Ramadan, bulan suci penuh berkah bagi umat Muslim, mewajibkan setiap muslim yang telah baligh dan berakal sehat untuk menjalankan ibadah puasa. Keutamaan puasa Ramadan begitu besar, namun tak jarang terdapat kondisi yang menghalangi seseorang untuk menunaikannya, misalnya karena sakit atau perjalanan. Dalam Islam, puasa yang ditinggalkan karena halangan tersebut wajib diganti (qadha’) setelah Ramadan berakhir. Namun, bagaimana hukumnya jika seseorang meninggal dunia dengan meninggalkan utang puasa? Pertanyaan ini telah memicu beragam pendapat di kalangan ulama, menciptakan diskusi fikih yang kompleks dan memerlukan pemahaman yang mendalam.

» **Tugas 1**
Untuk tiap pernyataan (a), (b), dan (c), jawab ya atau tidak apakah pernyataan itu sesuai dengan bacaan tentang utang puasa. Sertakan kutipan kata-kata bacaan yang menjadi penentunya.
(a) Puasa Ramadan diwajibkan bagi setiap muslim yang telah baligh dan berakal sehat.
(b) Puasa yang ditinggalkan karena sakit atau perjalanan tidak perlu diganti.
(c) Para ulama satu pendapat tentang hukum orang yang meninggal dengan utang puasa.
Bacaan dan data di sini diambil dari sumber yang berlainan.

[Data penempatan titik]
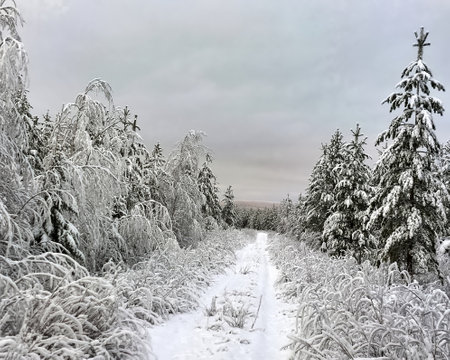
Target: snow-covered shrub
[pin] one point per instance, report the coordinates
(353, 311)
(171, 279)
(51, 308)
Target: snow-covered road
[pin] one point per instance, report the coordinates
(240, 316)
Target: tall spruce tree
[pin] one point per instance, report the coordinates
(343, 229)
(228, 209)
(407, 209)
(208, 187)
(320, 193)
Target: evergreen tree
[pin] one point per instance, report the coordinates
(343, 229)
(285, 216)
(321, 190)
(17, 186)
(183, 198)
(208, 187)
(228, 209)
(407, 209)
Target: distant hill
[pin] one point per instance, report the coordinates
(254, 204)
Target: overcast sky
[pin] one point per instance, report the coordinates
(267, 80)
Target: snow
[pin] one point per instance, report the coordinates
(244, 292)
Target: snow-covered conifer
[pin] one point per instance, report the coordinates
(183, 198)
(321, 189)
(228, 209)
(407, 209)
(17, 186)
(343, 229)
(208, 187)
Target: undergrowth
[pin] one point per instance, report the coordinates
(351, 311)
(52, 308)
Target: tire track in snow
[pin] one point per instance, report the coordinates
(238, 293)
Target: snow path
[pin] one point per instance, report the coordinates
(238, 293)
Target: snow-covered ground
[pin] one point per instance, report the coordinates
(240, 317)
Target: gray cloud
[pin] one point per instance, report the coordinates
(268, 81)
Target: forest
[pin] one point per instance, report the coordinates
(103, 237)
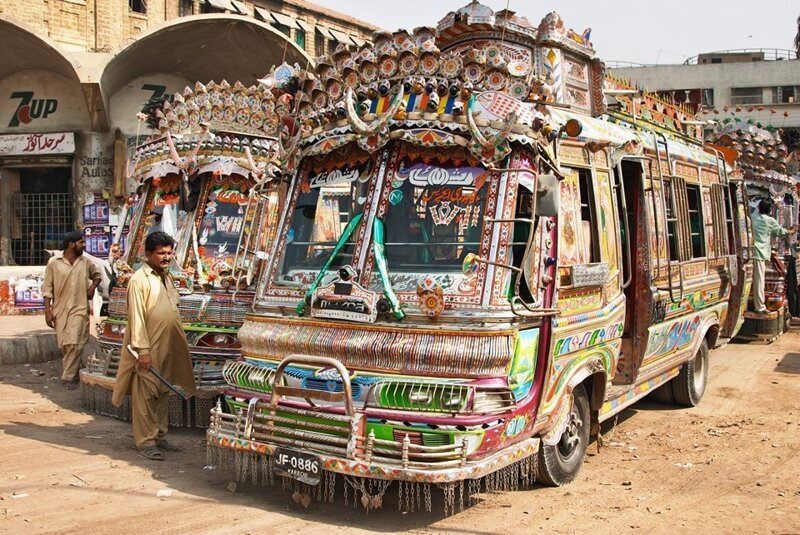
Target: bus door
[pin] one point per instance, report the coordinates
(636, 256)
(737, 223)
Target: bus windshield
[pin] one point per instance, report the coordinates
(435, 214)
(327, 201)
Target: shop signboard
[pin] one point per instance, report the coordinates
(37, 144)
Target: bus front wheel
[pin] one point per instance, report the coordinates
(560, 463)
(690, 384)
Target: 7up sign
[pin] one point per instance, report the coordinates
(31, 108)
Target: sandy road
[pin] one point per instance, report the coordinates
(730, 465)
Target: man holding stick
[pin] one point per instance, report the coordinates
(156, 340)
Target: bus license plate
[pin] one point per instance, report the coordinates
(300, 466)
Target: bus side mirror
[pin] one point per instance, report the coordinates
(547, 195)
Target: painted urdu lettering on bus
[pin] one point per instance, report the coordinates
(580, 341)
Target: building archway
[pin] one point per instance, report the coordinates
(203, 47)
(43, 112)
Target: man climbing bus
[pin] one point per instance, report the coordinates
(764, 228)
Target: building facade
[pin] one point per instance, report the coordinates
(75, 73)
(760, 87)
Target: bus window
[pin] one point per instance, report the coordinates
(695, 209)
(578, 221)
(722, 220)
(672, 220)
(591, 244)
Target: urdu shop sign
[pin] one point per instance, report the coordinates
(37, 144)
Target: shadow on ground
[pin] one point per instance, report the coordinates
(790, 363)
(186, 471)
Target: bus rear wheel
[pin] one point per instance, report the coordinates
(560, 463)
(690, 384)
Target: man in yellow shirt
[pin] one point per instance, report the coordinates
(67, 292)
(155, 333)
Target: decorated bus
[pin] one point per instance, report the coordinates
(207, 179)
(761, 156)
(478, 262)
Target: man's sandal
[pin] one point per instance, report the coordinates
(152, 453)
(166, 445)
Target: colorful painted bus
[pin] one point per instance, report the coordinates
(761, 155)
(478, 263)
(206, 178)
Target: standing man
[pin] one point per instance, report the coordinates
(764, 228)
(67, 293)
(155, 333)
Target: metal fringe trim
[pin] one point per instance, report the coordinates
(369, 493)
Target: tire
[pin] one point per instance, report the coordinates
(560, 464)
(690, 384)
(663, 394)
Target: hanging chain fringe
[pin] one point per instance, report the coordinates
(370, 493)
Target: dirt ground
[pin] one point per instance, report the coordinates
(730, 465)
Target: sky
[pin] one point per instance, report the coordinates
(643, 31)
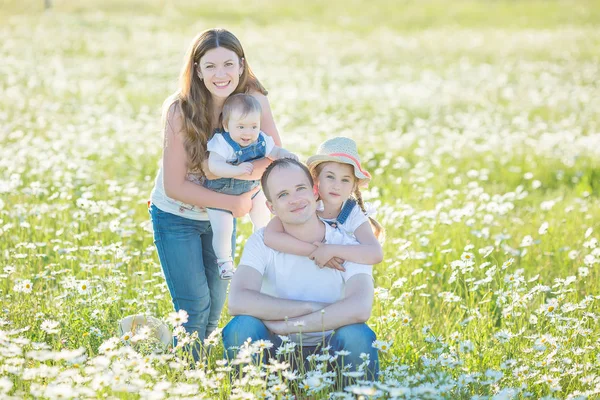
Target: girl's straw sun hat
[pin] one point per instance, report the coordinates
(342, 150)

» **Tugas 2**
Kembalikan tanpa perubahan bagian data dari baris yang memuat "Target: metal fringe trim" sampai akhir data, kedua ujungnya ikut. Jangan sertakan baris gambar.

» **Hasil Latihan 1**
(a) Ya: "mewajibkan setiap muslim yang telah baligh dan berakal sehat untuk menjalankan ibadah puasa"
(b) Tidak: "puasa yang ditinggalkan karena halangan tersebut wajib diganti (qadha’) setelah Ramadan berakhir"
(c) Tidak: "Pertanyaan ini telah memicu beragam pendapat di kalangan ulama"

» **Hasil Latihan 2**
Target: metal fringe trim
[pin] one point per instance, report the coordinates
(369, 493)
Target: tire
[pin] one point per instance, report the coordinates
(560, 464)
(690, 384)
(663, 394)
Target: hanging chain fringe
[pin] one point per instance, report the coordinates
(370, 493)
Target: dirt ground
[pin] one point per instance, report the coordinates
(730, 465)
Target: sky
[pin] one point per instance, report the coordinates
(643, 31)
Target: girl's straw sun hat
[pin] one point per instance, report the coordinates
(342, 150)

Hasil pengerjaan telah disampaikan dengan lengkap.